> [EXERCISE BRIEF]:
Pictures aside, repeat every record below exactly.

Image point grounding data
=== Section Start ===

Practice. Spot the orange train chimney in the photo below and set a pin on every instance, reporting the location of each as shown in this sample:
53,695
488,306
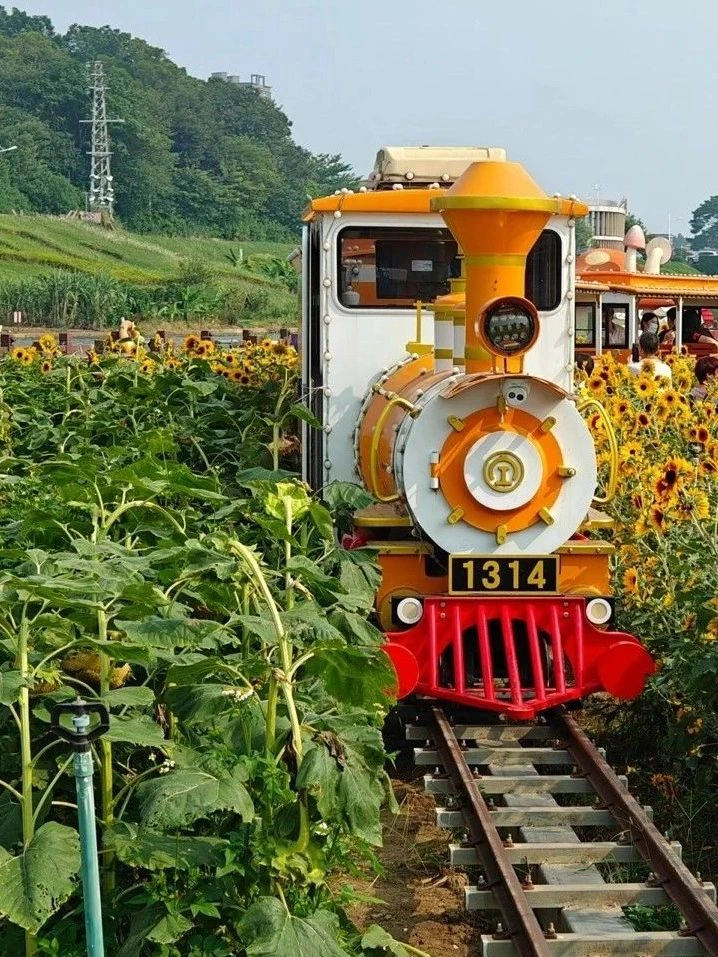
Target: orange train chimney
496,212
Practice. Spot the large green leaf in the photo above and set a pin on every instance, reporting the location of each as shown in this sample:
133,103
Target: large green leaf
202,703
378,943
141,847
355,628
132,696
186,795
343,768
354,676
35,883
269,930
176,633
170,928
360,578
140,730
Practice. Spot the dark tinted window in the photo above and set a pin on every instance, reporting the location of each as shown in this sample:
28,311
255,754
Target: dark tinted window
381,268
615,326
585,324
543,271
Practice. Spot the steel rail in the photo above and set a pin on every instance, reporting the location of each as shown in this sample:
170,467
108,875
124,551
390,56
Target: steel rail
523,928
670,872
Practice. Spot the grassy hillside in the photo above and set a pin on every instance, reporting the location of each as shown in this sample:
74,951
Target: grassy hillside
34,244
64,273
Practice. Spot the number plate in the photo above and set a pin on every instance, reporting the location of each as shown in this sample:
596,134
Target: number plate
477,574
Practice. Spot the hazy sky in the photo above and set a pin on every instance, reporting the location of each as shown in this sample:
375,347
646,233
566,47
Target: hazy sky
608,95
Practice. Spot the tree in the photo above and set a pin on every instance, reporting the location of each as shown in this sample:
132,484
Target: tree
704,224
191,155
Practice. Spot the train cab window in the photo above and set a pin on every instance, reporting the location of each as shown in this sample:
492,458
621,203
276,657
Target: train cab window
585,324
393,268
543,271
615,326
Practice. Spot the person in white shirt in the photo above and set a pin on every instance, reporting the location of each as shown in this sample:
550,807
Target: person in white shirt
648,352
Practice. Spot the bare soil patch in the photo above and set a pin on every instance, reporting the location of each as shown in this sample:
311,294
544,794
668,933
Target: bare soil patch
420,898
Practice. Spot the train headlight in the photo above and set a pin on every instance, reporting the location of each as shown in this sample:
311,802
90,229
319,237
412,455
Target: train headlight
598,611
409,611
509,325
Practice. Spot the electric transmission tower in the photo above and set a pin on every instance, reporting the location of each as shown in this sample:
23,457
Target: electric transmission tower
102,194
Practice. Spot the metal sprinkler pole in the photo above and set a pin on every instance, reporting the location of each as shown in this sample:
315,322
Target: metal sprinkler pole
80,736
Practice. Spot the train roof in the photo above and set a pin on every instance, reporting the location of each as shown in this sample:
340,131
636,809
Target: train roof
657,286
405,201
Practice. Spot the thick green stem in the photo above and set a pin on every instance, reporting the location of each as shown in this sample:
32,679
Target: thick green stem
271,730
285,652
283,643
275,446
28,823
105,749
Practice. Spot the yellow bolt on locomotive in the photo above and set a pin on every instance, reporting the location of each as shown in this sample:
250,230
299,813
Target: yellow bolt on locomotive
461,420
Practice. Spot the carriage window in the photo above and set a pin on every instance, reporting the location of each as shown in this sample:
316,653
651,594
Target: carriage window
543,271
393,268
585,324
615,326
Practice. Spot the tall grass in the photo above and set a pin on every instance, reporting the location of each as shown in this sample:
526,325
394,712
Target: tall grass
64,299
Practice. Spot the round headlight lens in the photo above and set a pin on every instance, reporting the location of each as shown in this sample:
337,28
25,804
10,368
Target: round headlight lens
509,326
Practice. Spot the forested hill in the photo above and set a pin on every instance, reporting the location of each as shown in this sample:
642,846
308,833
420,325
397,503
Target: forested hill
192,156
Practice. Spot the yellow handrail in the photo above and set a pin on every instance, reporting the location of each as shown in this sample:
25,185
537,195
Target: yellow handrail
393,400
612,483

=== Section End ===

> [RESPONSE FOR THIS EXERCISE]:
Practice. Spot the orange train chimney in the photo below and set a pin on every instance, reporting the location of each as shown in this sample:
53,695
488,306
Target: orange train chimney
496,212
Practice. Spot the large green leaf in the photo above and set a pin on every instance, reporting the location of each as shown in this sample:
133,103
Target: large green leaf
202,703
378,943
141,847
355,628
132,696
186,795
343,768
354,676
35,883
269,930
176,633
170,928
360,578
140,730
Practice. Spot the dark tinted window in the photo above and set a pin on every instance, reporting the location of each as shown in this sample:
28,311
255,754
Target: dark tinted window
381,268
615,326
585,324
543,271
Practice. Spot the steel rail in the photo above and set a pin on every instance, reporting the location of each as shown in this sample:
170,467
108,875
124,551
390,56
Target: steel rail
523,928
670,872
Practice. Spot the grassy hillside in the photo above and set a pin on every instance, reporting the location of each as shown in this sample:
74,951
Target: grassy hillside
34,244
64,273
Practice. Spot the number plate in the photo above and set a pin on every instance, reporting the location of each as shown in this sample:
596,134
Target: number plate
477,574
Practice. Spot the hazy sky in the photo above and set a pin on every instance, reporting the location of each as shown in this sample:
375,347
646,233
566,47
Target: hazy sky
608,95
Practice. Spot the tree in the photo above and set a pin on every instance, reporting the location of each as shown in this sample:
132,484
Target: tree
704,224
191,155
Practice. Spot the train cab window in the photo above and set a pin on every instance, reporting the location of each as shown in this sample:
492,458
621,203
276,657
Target: train cab window
585,324
393,268
543,271
615,326
Practice. Spot the person in white shirt in the photo above and set a pin on every instance, reporting the location of each as shown in this sample:
550,807
Target: person in white shirt
648,352
Practice. Spot the bare soil patch in the photo above and set a pin on every instance, reporting the location of each as shown in this sample:
311,294
544,794
668,933
Target: bare soil patch
420,898
Practice. Spot the train headlight in the photo above and set a pin on every instance, reporting the location of each as shown in this sample:
311,802
90,229
319,237
412,455
Target: train headlight
598,611
409,611
509,325
Practice. Spot the electric transmission tower in the photo above and set a pin on every instance, reporting the location of each as shown in this sample:
23,457
Target: electric transmission tower
102,194
Practice. Spot the metal sprinkler pole in the photo above and set a pin on every instance, reporting the location of each as shown in this sample:
315,322
Target: metal sprinkler pole
80,736
Practice. Spot the train roof in the photo above and set a pin on every instance, reporting the location of each as shown in this sample:
340,131
636,809
Target: train roof
657,286
405,201
Practice. Spot the thick green stem in the photo above and set a pin on every instance, reporting the location of each as shown in this sample:
32,679
Target: thick green stem
271,730
285,652
283,643
275,446
28,823
105,749
Practice. Spot the yellow bolt on locomotive in the photo above and set a pin on every instance, reporting the location of each as shown in this sample:
250,230
299,813
Target: yellow bolt on locomotive
461,420
Practice. Spot the carriage window in the photo above and set a pin on every instance, reporting the location of each as shown in this sample:
316,653
651,594
Target: carriage window
543,271
393,268
585,324
615,326
Practice. Spot the tall grass in the photo above and set a pin on every instance, reporting the location of each as shown in this sample:
526,325
394,712
Target: tall grass
64,299
Practice. Spot the round headlight lens in the photo above and set a pin on every instance, reporting the location of each as shown in this sample:
337,28
25,804
10,368
Target: round headlight lens
509,326
Practice. Spot the forested hill in the photo above and set a pin on every instance, reporting the location of each as shown in this sample:
642,846
308,833
420,325
397,503
Target: forested hill
192,156
Practice. Spot the yellow handrail in the photo above and set a pin on every instance, reporting the location of each as shown in this sample:
25,185
537,195
Target: yellow handrail
393,400
612,483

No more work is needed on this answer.